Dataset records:
..............................

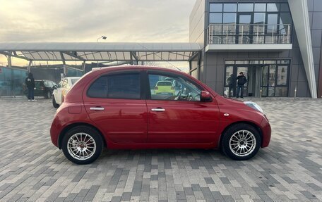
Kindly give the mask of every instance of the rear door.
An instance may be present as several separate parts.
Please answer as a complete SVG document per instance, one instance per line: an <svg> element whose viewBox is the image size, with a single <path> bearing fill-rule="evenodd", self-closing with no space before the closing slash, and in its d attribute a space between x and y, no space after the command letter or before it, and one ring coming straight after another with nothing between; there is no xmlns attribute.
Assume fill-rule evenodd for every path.
<svg viewBox="0 0 322 202"><path fill-rule="evenodd" d="M144 143L148 115L141 74L119 72L96 78L83 94L90 118L114 143Z"/></svg>

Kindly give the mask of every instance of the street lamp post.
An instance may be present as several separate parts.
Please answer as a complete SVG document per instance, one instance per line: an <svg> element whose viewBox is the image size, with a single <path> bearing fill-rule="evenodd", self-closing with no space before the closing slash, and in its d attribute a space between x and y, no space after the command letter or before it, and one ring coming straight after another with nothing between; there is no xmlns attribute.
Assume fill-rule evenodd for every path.
<svg viewBox="0 0 322 202"><path fill-rule="evenodd" d="M107 38L107 37L105 37L105 36L102 36L102 37L98 37L97 40L96 40L96 43L97 43L97 42L98 42L98 40L99 40L100 39L105 39L105 39L106 39L106 38Z"/></svg>
<svg viewBox="0 0 322 202"><path fill-rule="evenodd" d="M96 40L96 43L97 43L97 42L98 42L98 40L99 40L99 39L103 39L104 40L105 40L105 39L106 39L106 38L107 38L107 37L105 37L105 36L102 36L102 37L98 37L98 38L97 38L97 39ZM98 61L97 61L97 68L98 68Z"/></svg>

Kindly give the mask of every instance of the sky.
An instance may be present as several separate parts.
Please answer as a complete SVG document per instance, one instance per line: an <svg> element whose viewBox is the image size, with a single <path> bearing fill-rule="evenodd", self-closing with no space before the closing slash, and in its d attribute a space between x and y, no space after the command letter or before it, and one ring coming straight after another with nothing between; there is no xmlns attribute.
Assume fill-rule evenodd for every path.
<svg viewBox="0 0 322 202"><path fill-rule="evenodd" d="M195 1L0 0L0 42L188 42Z"/></svg>
<svg viewBox="0 0 322 202"><path fill-rule="evenodd" d="M189 42L195 1L0 0L0 42Z"/></svg>

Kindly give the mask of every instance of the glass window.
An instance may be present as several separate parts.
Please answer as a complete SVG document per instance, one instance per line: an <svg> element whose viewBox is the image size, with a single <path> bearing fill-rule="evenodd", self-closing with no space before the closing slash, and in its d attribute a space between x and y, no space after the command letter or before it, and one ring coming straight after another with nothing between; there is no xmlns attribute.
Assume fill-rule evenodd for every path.
<svg viewBox="0 0 322 202"><path fill-rule="evenodd" d="M225 61L225 64L234 64L234 61Z"/></svg>
<svg viewBox="0 0 322 202"><path fill-rule="evenodd" d="M280 10L280 4L267 4L268 12L277 12Z"/></svg>
<svg viewBox="0 0 322 202"><path fill-rule="evenodd" d="M287 87L276 87L275 96L287 96Z"/></svg>
<svg viewBox="0 0 322 202"><path fill-rule="evenodd" d="M238 4L239 12L252 12L254 10L254 4Z"/></svg>
<svg viewBox="0 0 322 202"><path fill-rule="evenodd" d="M292 24L291 13L281 13L280 14L280 25Z"/></svg>
<svg viewBox="0 0 322 202"><path fill-rule="evenodd" d="M222 13L210 13L209 14L209 23L222 24Z"/></svg>
<svg viewBox="0 0 322 202"><path fill-rule="evenodd" d="M234 79L233 66L227 66L226 67L226 86L234 84L236 82Z"/></svg>
<svg viewBox="0 0 322 202"><path fill-rule="evenodd" d="M270 65L270 75L268 78L268 85L270 87L275 87L276 77L276 65Z"/></svg>
<svg viewBox="0 0 322 202"><path fill-rule="evenodd" d="M210 4L209 7L210 12L222 12L222 4Z"/></svg>
<svg viewBox="0 0 322 202"><path fill-rule="evenodd" d="M265 24L265 13L255 13L254 14L254 24Z"/></svg>
<svg viewBox="0 0 322 202"><path fill-rule="evenodd" d="M200 101L201 90L181 77L149 75L153 100Z"/></svg>
<svg viewBox="0 0 322 202"><path fill-rule="evenodd" d="M236 13L224 13L223 18L224 24L235 24Z"/></svg>
<svg viewBox="0 0 322 202"><path fill-rule="evenodd" d="M265 12L266 11L266 4L255 4L256 12Z"/></svg>
<svg viewBox="0 0 322 202"><path fill-rule="evenodd" d="M290 8L287 4L280 4L280 11L290 12Z"/></svg>
<svg viewBox="0 0 322 202"><path fill-rule="evenodd" d="M88 95L94 98L140 99L140 74L101 77L90 86Z"/></svg>
<svg viewBox="0 0 322 202"><path fill-rule="evenodd" d="M224 4L224 12L236 12L237 9L236 4Z"/></svg>
<svg viewBox="0 0 322 202"><path fill-rule="evenodd" d="M286 85L287 82L287 66L278 66L278 85Z"/></svg>

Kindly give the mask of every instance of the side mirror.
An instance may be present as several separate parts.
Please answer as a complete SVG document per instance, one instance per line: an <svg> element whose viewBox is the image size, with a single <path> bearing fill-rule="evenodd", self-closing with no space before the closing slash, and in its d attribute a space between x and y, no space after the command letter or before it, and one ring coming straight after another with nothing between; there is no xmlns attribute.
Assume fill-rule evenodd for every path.
<svg viewBox="0 0 322 202"><path fill-rule="evenodd" d="M203 102L210 102L213 101L210 93L208 91L201 91L200 93L200 101Z"/></svg>

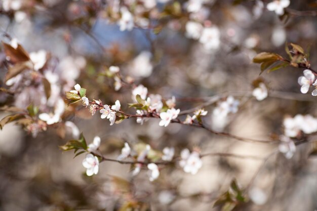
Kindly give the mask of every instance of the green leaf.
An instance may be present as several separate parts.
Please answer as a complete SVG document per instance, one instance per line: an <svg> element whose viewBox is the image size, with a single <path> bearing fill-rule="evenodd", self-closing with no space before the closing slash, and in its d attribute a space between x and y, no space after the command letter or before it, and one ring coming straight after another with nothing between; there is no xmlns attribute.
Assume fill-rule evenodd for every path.
<svg viewBox="0 0 317 211"><path fill-rule="evenodd" d="M34 116L38 113L39 109L38 107L34 106L33 104L30 104L27 106L26 110L30 116Z"/></svg>
<svg viewBox="0 0 317 211"><path fill-rule="evenodd" d="M299 45L291 43L291 46L292 46L292 47L293 47L294 49L296 50L297 51L300 53L301 54L305 54L305 52L304 52L304 49L303 49L303 48Z"/></svg>
<svg viewBox="0 0 317 211"><path fill-rule="evenodd" d="M80 95L81 97L83 97L86 96L86 89L84 88L81 88L80 90Z"/></svg>
<svg viewBox="0 0 317 211"><path fill-rule="evenodd" d="M24 117L24 115L20 113L11 114L5 116L0 120L0 129L2 130L6 124Z"/></svg>
<svg viewBox="0 0 317 211"><path fill-rule="evenodd" d="M142 105L144 105L145 104L145 101L141 98L140 95L137 95L135 97L135 99L137 100L138 103L140 103Z"/></svg>
<svg viewBox="0 0 317 211"><path fill-rule="evenodd" d="M253 62L261 63L268 61L276 61L283 60L283 58L280 55L273 53L262 52L253 58Z"/></svg>
<svg viewBox="0 0 317 211"><path fill-rule="evenodd" d="M271 72L273 72L273 71L275 71L278 70L279 69L281 69L283 67L287 67L289 65L289 63L287 62L282 62L282 63L280 63L277 65L275 65L274 67L271 68L270 69L267 70L267 73L269 73Z"/></svg>
<svg viewBox="0 0 317 211"><path fill-rule="evenodd" d="M51 96L51 83L47 79L44 77L42 78L42 82L44 86L44 91L45 92L46 98L49 99Z"/></svg>
<svg viewBox="0 0 317 211"><path fill-rule="evenodd" d="M81 96L78 95L77 94L72 93L70 92L66 92L66 98L69 100L73 100L74 101L81 99Z"/></svg>

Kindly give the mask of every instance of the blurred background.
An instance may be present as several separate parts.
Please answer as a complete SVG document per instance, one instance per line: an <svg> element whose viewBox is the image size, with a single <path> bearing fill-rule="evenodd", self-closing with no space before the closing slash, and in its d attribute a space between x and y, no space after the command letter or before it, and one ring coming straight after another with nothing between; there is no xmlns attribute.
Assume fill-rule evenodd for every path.
<svg viewBox="0 0 317 211"><path fill-rule="evenodd" d="M315 98L300 92L297 78L302 69L264 72L261 77L268 97L258 101L251 95L252 81L260 72L259 65L252 63L258 53L286 57L286 43L296 43L310 49L309 62L317 69L313 67L317 67L315 1L291 1L282 17L266 9L268 1L205 1L203 9L195 13L186 8L191 1L154 1L154 7L147 7L150 2L146 0L21 0L16 9L17 1L0 1L1 39L9 43L16 38L28 52L49 52L48 68L64 77L59 94L78 83L87 89L90 99L110 105L118 99L123 110L134 113L127 104L132 102L131 87L114 91L113 79L105 73L107 67L117 65L123 75L143 85L149 93L166 99L175 96L181 111L216 95L233 96L240 101L239 111L219 126L237 136L269 140L283 134L286 115L317 116ZM131 30L120 30L116 4L134 13ZM6 5L11 7L7 10ZM298 12L307 11L313 12ZM219 29L217 48L206 49L188 35L186 23L194 19ZM7 89L3 48L0 63L0 87ZM67 83L65 78L71 81ZM32 102L41 104L36 90L31 85L15 89L14 95L0 92L0 105L26 108ZM208 114L203 121L210 127L217 126L212 119L216 106L205 107ZM43 112L47 110L39 106ZM243 189L252 185L246 193L250 199L233 210L317 209L317 160L308 156L308 144L298 146L290 160L280 153L268 157L277 145L243 143L176 123L161 127L154 118L142 125L129 119L110 126L84 107L71 108L63 121L73 121L88 143L100 137L100 149L106 157L115 159L128 142L131 146L147 143L158 150L174 147L176 154L185 148L198 148L202 154L224 152L263 159L206 156L195 175L170 165L161 170L154 182L148 181L146 171L133 177L130 165L105 161L97 175L89 177L82 164L84 155L73 159L72 152L58 148L72 138L69 131L61 136L56 126L34 135L9 123L0 131L0 210L229 210L232 209L214 203L233 179ZM0 117L7 115L1 112ZM132 208L133 203L137 208Z"/></svg>

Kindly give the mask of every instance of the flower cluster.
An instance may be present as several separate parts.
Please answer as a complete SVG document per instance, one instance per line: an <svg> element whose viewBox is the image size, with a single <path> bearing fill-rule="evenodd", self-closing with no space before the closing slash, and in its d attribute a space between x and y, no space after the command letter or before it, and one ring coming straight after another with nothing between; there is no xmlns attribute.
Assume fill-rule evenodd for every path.
<svg viewBox="0 0 317 211"><path fill-rule="evenodd" d="M303 73L303 76L298 78L298 83L301 86L300 92L303 94L306 94L308 92L311 85L317 87L317 80L315 80L315 75L310 70L304 70ZM317 96L317 88L312 91L311 95L314 96Z"/></svg>
<svg viewBox="0 0 317 211"><path fill-rule="evenodd" d="M287 117L283 121L284 134L289 137L300 135L301 131L306 134L317 132L317 118L309 114L297 114L294 117Z"/></svg>

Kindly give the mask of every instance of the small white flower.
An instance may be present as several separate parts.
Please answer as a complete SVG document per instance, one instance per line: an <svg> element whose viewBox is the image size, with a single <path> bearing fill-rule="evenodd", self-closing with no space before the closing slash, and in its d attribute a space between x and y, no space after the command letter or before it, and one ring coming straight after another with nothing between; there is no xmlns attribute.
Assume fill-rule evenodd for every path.
<svg viewBox="0 0 317 211"><path fill-rule="evenodd" d="M205 28L199 41L208 51L217 50L220 45L220 32L216 26Z"/></svg>
<svg viewBox="0 0 317 211"><path fill-rule="evenodd" d="M120 31L131 31L134 26L133 16L126 7L121 8L121 19L119 20L118 24L120 26Z"/></svg>
<svg viewBox="0 0 317 211"><path fill-rule="evenodd" d="M100 109L99 111L99 112L102 113L101 116L100 116L102 119L104 119L107 117L111 111L110 107L109 107L108 105L104 105L103 108L104 108Z"/></svg>
<svg viewBox="0 0 317 211"><path fill-rule="evenodd" d="M86 105L86 107L88 105L89 105L89 100L88 98L86 97L83 97L82 98L82 100L83 101L83 105Z"/></svg>
<svg viewBox="0 0 317 211"><path fill-rule="evenodd" d="M186 173L196 174L203 165L203 162L197 152L190 153L188 149L184 149L181 152L181 158L182 159L179 162L179 165Z"/></svg>
<svg viewBox="0 0 317 211"><path fill-rule="evenodd" d="M267 195L263 190L258 188L253 188L249 192L250 199L257 205L263 205L267 201Z"/></svg>
<svg viewBox="0 0 317 211"><path fill-rule="evenodd" d="M100 146L100 137L95 136L95 138L94 138L93 143L88 145L87 150L90 152L95 152L99 147L99 146Z"/></svg>
<svg viewBox="0 0 317 211"><path fill-rule="evenodd" d="M145 111L143 110L137 110L137 114L139 115L143 115L146 114ZM143 124L144 123L144 121L147 120L147 118L145 117L137 117L137 123L141 124L141 125Z"/></svg>
<svg viewBox="0 0 317 211"><path fill-rule="evenodd" d="M188 21L186 24L186 36L194 39L199 39L204 29L200 23L194 21Z"/></svg>
<svg viewBox="0 0 317 211"><path fill-rule="evenodd" d="M187 10L190 13L199 11L203 6L203 0L189 0L187 3Z"/></svg>
<svg viewBox="0 0 317 211"><path fill-rule="evenodd" d="M148 99L150 99L150 110L160 111L163 107L163 103L162 101L162 97L160 95L151 94Z"/></svg>
<svg viewBox="0 0 317 211"><path fill-rule="evenodd" d="M153 163L149 163L147 168L149 170L148 174L150 181L152 182L158 178L160 171L157 165Z"/></svg>
<svg viewBox="0 0 317 211"><path fill-rule="evenodd" d="M291 139L286 136L281 136L280 139L281 143L279 145L279 150L284 154L286 158L291 159L296 151L295 144Z"/></svg>
<svg viewBox="0 0 317 211"><path fill-rule="evenodd" d="M131 153L131 148L127 142L125 143L125 147L121 149L121 154L116 158L118 160L122 160L127 158Z"/></svg>
<svg viewBox="0 0 317 211"><path fill-rule="evenodd" d="M10 46L14 49L16 49L18 48L18 46L19 45L19 43L18 42L18 39L16 38L13 38L10 41Z"/></svg>
<svg viewBox="0 0 317 211"><path fill-rule="evenodd" d="M176 110L175 108L167 109L166 112L161 112L160 117L161 120L160 121L160 126L167 126L172 119L177 118L180 112L179 109Z"/></svg>
<svg viewBox="0 0 317 211"><path fill-rule="evenodd" d="M291 3L290 0L275 0L268 3L266 8L270 11L274 11L279 15L284 14L284 8L288 7Z"/></svg>
<svg viewBox="0 0 317 211"><path fill-rule="evenodd" d="M107 116L107 118L109 119L109 121L110 121L110 125L113 125L113 124L114 124L114 122L115 122L115 114L116 112L115 111L110 111Z"/></svg>
<svg viewBox="0 0 317 211"><path fill-rule="evenodd" d="M114 102L114 105L113 105L111 106L111 109L114 110L115 111L118 111L121 108L121 104L120 104L120 101L118 100L117 100Z"/></svg>
<svg viewBox="0 0 317 211"><path fill-rule="evenodd" d="M37 71L43 67L46 63L46 52L43 50L30 53L30 59L33 63L35 70Z"/></svg>
<svg viewBox="0 0 317 211"><path fill-rule="evenodd" d="M48 125L57 123L60 119L60 114L42 113L38 115L39 119L46 121Z"/></svg>
<svg viewBox="0 0 317 211"><path fill-rule="evenodd" d="M165 147L163 149L163 155L162 156L162 160L167 161L170 161L173 159L175 150L174 147Z"/></svg>
<svg viewBox="0 0 317 211"><path fill-rule="evenodd" d="M166 105L167 105L169 108L173 108L175 107L176 105L176 99L175 97L173 96L171 99L167 100Z"/></svg>
<svg viewBox="0 0 317 211"><path fill-rule="evenodd" d="M300 92L306 94L308 92L310 85L315 79L315 75L311 71L306 69L304 70L304 76L298 78L298 83L301 86Z"/></svg>
<svg viewBox="0 0 317 211"><path fill-rule="evenodd" d="M74 86L74 88L75 89L75 90L71 90L70 91L69 91L69 92L71 92L74 94L78 94L79 91L81 90L81 89L82 88L82 87L81 87L81 85L77 83L76 85Z"/></svg>
<svg viewBox="0 0 317 211"><path fill-rule="evenodd" d="M99 161L98 157L92 154L88 154L83 160L83 165L87 168L86 174L88 176L96 175L99 170Z"/></svg>
<svg viewBox="0 0 317 211"><path fill-rule="evenodd" d="M252 95L259 101L263 100L267 97L267 89L264 83L260 83L259 87L253 90Z"/></svg>
<svg viewBox="0 0 317 211"><path fill-rule="evenodd" d="M133 90L132 90L132 98L136 102L137 101L136 97L138 95L140 95L141 98L145 100L146 99L146 96L147 95L147 88L145 87L142 85L140 85L136 88L134 88Z"/></svg>
<svg viewBox="0 0 317 211"><path fill-rule="evenodd" d="M119 67L117 67L116 66L111 66L109 68L109 71L112 73L116 73L119 72L119 71L120 71L120 68L119 68Z"/></svg>

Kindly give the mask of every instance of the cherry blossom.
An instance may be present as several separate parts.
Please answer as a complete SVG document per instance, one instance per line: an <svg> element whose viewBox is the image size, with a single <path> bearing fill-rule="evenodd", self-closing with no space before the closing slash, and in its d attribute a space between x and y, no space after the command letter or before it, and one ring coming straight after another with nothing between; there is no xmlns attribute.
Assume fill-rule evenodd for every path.
<svg viewBox="0 0 317 211"><path fill-rule="evenodd" d="M99 170L99 160L97 156L88 154L83 160L83 165L87 169L86 174L88 176L97 175Z"/></svg>
<svg viewBox="0 0 317 211"><path fill-rule="evenodd" d="M147 168L149 170L148 172L149 179L150 181L153 182L158 178L160 176L160 171L157 165L155 163L151 163L147 164Z"/></svg>
<svg viewBox="0 0 317 211"><path fill-rule="evenodd" d="M99 112L102 113L100 117L102 119L104 119L108 116L108 115L111 112L111 110L110 109L110 107L109 107L108 105L105 105L103 106L103 108L100 109Z"/></svg>
<svg viewBox="0 0 317 211"><path fill-rule="evenodd" d="M132 30L134 26L133 16L126 7L121 8L121 19L118 23L120 26L120 31Z"/></svg>
<svg viewBox="0 0 317 211"><path fill-rule="evenodd" d="M174 147L166 147L163 149L163 155L162 156L162 160L167 161L170 161L173 159L175 149Z"/></svg>
<svg viewBox="0 0 317 211"><path fill-rule="evenodd" d="M190 153L188 149L184 149L181 152L181 160L179 165L185 172L195 175L202 167L203 162L198 152L193 151Z"/></svg>
<svg viewBox="0 0 317 211"><path fill-rule="evenodd" d="M311 71L306 69L304 70L304 76L298 78L298 83L301 86L300 92L306 94L308 92L309 87L315 79L315 75Z"/></svg>
<svg viewBox="0 0 317 211"><path fill-rule="evenodd" d="M116 158L118 160L122 160L127 158L131 153L131 148L127 142L125 143L125 146L121 149L121 154Z"/></svg>
<svg viewBox="0 0 317 211"><path fill-rule="evenodd" d="M100 146L100 137L95 136L95 138L94 138L93 143L88 145L87 150L90 152L95 152L99 147L99 146Z"/></svg>
<svg viewBox="0 0 317 211"><path fill-rule="evenodd" d="M113 105L111 106L111 110L113 110L115 111L118 111L121 109L121 104L120 104L120 101L118 100L117 100L114 102L114 105Z"/></svg>
<svg viewBox="0 0 317 211"><path fill-rule="evenodd" d="M279 145L279 150L284 154L286 158L291 159L296 151L296 147L294 142L285 136L281 136L280 139L281 143Z"/></svg>
<svg viewBox="0 0 317 211"><path fill-rule="evenodd" d="M169 99L166 101L166 105L168 106L169 108L173 108L176 105L176 99L175 96L172 96L172 98Z"/></svg>
<svg viewBox="0 0 317 211"><path fill-rule="evenodd" d="M274 11L279 15L284 14L284 8L288 7L291 3L290 0L275 0L266 5L266 8L270 11Z"/></svg>
<svg viewBox="0 0 317 211"><path fill-rule="evenodd" d="M145 148L139 154L138 156L138 158L137 158L137 160L138 162L144 162L145 160L145 158L147 156L147 154L151 150L151 147L148 144L147 144L145 146ZM133 176L136 176L138 175L140 171L141 171L141 168L142 167L142 164L141 163L137 163L135 165L135 168L134 170L132 172Z"/></svg>
<svg viewBox="0 0 317 211"><path fill-rule="evenodd" d="M194 112L195 116L206 116L208 113L208 111L205 111L204 109L198 109Z"/></svg>
<svg viewBox="0 0 317 211"><path fill-rule="evenodd" d="M112 73L117 73L120 71L120 68L116 66L111 66L109 68L109 71Z"/></svg>
<svg viewBox="0 0 317 211"><path fill-rule="evenodd" d="M37 52L30 53L30 59L34 65L34 69L38 70L41 69L46 63L47 53L42 50Z"/></svg>
<svg viewBox="0 0 317 211"><path fill-rule="evenodd" d="M199 39L204 29L200 23L194 21L188 21L186 24L186 36L188 38Z"/></svg>
<svg viewBox="0 0 317 211"><path fill-rule="evenodd" d="M160 126L167 126L172 119L177 118L180 111L179 109L176 110L175 108L172 108L167 109L166 112L161 112L160 114L161 119L159 123Z"/></svg>
<svg viewBox="0 0 317 211"><path fill-rule="evenodd" d="M133 90L132 90L132 95L133 100L136 102L137 101L136 97L138 95L140 95L141 98L145 100L146 99L146 96L147 95L147 88L142 85L140 85L134 88Z"/></svg>
<svg viewBox="0 0 317 211"><path fill-rule="evenodd" d="M253 90L252 95L259 101L261 101L267 97L267 89L264 83L261 82L259 87Z"/></svg>
<svg viewBox="0 0 317 211"><path fill-rule="evenodd" d="M218 49L220 45L220 32L219 29L216 26L205 28L199 41L204 45L208 51Z"/></svg>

..............................

Pull out each line of the records above that contains the string "flower", copying the lines in full. Case counts.

Kindly give the mask of every instance of the flower cluster.
Kindly give the mask of every instance of the small white flower.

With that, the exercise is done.